* _WHAT THE TASK ASKS_
From the excerpt on the jury discharge application, can you extract the part that begins at the words "Shortly after Mr" and stops after the words "through this morning.", copying it word for word?

Shortly after Mr Houlihan gave that evidence, defence counsel applied in the absence of the jury that the jury be discharged, because:
The jury [is] going to take that [reference to the war being over] on board and … we’ll will have all those problems that we went through this morning.
Although the judge had previously ruled that Mr Houlihan should not refer to the applicant’s statement that the war was over, his Honour rejected the application for discharge, on the basis that:
Having heard the witness, I do not now consider it is a real possibility at all that the jury would treat the phrase ‘The war's over’ as being any more than the litigation will no longer be pursued by Mr Glascott. I say that because the phrase came out in the very specific context of a war of litigation between the accused and his former wife, Tina, over a considerable period; and as [defence counsel] rightly has conceded, if the expression was in that first conversation, ‘I'm no longer pursuing the court case’ there could be no objection. That is to say, the enunciation by the accused the day after the murder that he was no longer pursuing the court case, of itself could not properly be objected to. The objection is not the substance of the matter. The objection is the danger in the phraseology.

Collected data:
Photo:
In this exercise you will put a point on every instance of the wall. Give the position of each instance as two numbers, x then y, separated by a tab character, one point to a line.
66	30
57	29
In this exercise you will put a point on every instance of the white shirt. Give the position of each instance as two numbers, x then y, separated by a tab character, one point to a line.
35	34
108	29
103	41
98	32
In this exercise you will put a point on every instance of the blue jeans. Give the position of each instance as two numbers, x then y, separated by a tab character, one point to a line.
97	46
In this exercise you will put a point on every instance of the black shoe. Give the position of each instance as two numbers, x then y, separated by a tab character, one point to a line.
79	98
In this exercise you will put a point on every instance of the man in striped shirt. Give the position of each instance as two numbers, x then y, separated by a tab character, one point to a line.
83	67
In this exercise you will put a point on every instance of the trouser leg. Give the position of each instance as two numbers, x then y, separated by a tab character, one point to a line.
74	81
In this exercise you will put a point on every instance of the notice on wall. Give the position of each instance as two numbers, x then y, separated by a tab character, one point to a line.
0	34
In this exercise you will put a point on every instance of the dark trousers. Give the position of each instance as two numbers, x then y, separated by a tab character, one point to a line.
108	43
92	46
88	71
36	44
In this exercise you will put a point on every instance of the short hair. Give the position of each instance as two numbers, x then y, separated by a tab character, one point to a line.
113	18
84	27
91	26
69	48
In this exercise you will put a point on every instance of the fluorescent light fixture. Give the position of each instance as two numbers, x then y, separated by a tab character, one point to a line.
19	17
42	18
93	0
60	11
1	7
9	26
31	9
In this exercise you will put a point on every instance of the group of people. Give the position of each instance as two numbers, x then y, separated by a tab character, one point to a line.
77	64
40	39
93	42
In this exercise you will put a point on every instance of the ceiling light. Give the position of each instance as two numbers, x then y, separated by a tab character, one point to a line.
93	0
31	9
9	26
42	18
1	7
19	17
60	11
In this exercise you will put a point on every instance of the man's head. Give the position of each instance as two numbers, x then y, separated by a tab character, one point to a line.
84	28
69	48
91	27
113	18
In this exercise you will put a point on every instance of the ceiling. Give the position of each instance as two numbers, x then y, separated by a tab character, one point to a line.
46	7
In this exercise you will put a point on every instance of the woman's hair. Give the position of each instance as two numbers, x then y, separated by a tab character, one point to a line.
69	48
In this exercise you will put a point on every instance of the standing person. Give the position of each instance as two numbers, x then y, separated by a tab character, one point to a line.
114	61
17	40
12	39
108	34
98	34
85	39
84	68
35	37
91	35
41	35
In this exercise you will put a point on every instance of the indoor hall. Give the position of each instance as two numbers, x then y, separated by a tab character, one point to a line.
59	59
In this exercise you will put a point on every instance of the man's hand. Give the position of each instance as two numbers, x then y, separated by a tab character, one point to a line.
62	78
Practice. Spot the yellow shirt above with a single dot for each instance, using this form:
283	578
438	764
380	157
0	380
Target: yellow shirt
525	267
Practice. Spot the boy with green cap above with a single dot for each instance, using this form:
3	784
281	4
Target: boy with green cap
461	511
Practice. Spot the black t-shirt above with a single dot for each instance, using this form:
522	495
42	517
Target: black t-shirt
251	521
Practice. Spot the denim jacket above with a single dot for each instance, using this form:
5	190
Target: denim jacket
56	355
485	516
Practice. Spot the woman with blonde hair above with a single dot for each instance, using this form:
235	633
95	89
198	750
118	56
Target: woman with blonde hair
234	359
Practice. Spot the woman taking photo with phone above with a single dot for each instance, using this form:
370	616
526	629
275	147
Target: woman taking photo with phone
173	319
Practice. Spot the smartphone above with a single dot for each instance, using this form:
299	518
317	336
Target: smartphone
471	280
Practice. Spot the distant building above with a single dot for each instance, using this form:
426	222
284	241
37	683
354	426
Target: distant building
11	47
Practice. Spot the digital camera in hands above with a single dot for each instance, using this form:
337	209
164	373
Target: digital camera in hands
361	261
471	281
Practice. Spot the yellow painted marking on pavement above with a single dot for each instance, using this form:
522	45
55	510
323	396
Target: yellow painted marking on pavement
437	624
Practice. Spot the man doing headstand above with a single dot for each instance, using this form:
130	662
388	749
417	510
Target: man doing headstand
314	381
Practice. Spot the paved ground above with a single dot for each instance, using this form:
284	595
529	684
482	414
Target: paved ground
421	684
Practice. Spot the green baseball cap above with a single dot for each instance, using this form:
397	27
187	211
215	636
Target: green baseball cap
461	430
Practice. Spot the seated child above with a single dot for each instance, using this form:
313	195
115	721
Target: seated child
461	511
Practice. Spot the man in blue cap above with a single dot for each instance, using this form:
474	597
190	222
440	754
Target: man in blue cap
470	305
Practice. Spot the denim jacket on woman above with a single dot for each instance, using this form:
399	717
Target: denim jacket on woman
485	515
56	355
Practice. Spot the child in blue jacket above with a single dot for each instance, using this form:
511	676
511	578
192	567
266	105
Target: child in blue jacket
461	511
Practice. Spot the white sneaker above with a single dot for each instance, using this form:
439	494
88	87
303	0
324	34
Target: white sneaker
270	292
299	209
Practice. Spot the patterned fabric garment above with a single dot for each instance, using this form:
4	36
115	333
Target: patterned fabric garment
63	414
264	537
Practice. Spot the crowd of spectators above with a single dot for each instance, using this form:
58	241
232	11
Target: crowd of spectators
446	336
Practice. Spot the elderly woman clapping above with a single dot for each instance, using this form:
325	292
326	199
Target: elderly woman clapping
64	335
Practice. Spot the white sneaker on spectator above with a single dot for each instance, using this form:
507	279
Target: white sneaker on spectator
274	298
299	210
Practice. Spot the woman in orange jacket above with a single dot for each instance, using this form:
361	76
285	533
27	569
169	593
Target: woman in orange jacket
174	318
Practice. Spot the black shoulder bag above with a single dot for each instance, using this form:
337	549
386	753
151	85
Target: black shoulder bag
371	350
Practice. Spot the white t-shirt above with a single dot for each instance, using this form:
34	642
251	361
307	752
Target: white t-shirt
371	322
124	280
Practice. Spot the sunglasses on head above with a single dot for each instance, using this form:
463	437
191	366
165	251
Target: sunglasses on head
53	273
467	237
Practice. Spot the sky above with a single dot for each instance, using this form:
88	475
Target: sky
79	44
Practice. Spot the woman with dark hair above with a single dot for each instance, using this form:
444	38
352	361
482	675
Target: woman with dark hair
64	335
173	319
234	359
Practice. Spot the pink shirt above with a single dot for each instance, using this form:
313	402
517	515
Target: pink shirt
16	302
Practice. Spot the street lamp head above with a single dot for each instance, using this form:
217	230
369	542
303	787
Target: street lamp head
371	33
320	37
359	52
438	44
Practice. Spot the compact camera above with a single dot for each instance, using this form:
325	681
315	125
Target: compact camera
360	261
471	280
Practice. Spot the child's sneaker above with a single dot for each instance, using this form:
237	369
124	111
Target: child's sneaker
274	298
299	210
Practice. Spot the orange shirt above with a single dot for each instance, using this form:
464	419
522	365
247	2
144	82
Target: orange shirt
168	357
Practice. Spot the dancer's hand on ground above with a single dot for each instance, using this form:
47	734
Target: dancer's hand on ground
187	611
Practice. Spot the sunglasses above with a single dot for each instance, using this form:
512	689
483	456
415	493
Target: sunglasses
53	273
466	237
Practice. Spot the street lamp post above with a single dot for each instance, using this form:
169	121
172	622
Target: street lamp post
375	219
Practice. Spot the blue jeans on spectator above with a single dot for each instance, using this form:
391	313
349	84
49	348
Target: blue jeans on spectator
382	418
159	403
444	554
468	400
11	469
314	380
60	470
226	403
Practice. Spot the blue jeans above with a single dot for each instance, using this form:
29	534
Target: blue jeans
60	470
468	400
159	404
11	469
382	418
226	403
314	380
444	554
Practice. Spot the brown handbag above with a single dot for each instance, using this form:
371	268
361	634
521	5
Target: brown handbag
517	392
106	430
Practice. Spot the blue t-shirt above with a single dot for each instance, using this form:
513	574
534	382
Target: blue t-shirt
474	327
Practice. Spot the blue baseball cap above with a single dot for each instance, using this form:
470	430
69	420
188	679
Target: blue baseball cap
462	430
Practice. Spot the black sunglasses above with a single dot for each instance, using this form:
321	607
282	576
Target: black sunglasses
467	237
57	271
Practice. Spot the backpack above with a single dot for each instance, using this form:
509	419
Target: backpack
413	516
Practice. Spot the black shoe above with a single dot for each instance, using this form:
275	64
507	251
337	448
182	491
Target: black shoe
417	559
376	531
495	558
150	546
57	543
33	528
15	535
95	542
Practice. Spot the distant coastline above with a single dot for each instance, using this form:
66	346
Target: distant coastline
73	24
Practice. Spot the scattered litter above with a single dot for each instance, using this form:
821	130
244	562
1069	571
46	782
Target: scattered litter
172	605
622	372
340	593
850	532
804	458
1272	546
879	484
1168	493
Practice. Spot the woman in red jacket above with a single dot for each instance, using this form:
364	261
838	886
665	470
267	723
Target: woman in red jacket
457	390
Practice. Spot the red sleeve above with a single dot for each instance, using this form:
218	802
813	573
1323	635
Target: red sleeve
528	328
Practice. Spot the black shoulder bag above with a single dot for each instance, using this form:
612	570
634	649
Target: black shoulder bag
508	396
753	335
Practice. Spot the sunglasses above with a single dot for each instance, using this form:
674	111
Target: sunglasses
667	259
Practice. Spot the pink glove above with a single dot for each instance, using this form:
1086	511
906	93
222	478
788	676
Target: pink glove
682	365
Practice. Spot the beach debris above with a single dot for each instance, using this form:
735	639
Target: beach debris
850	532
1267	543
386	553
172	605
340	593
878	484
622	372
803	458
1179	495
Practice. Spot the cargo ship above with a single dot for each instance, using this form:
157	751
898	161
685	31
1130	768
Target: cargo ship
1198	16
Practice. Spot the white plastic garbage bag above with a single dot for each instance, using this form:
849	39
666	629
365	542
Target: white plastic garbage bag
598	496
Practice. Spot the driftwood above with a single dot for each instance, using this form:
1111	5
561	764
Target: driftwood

* _OUTPUT_
Shortly after Mr Houlihan gave that evidence, defence counsel applied in the absence of the jury that the jury be discharged, because:
The jury [is] going to take that [reference to the war being over] on board and … we’ll will have all those problems that we went through this morning.